[BEGIN Input]

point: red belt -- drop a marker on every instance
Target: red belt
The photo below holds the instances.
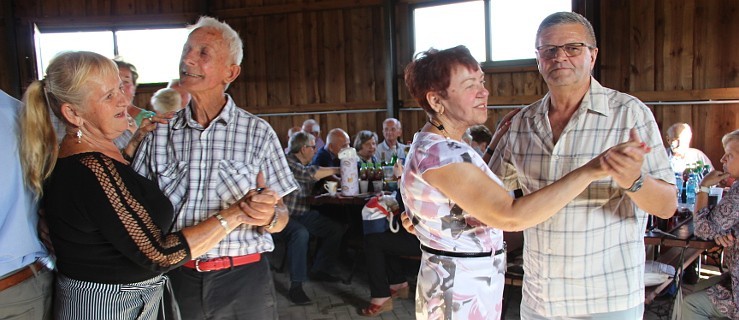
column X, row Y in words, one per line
column 221, row 263
column 20, row 276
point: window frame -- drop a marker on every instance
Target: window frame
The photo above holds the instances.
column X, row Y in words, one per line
column 488, row 64
column 60, row 28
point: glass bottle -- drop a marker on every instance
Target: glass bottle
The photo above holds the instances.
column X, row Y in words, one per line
column 691, row 187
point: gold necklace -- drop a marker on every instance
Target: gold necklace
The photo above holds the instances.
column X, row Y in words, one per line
column 439, row 127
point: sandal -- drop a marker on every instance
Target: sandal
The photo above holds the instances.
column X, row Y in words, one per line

[END Input]

To be done:
Starting with the line that contains "point: sandal -- drop" and ending with the last line of the records above, rewrite those lines as a numbered list, leaving out any blank lines.

Right answer:
1. point: sandal -- drop a marker on every instance
2. Target: sandal
3. The photo above holds the instances.
4. column X, row Y in words, one per line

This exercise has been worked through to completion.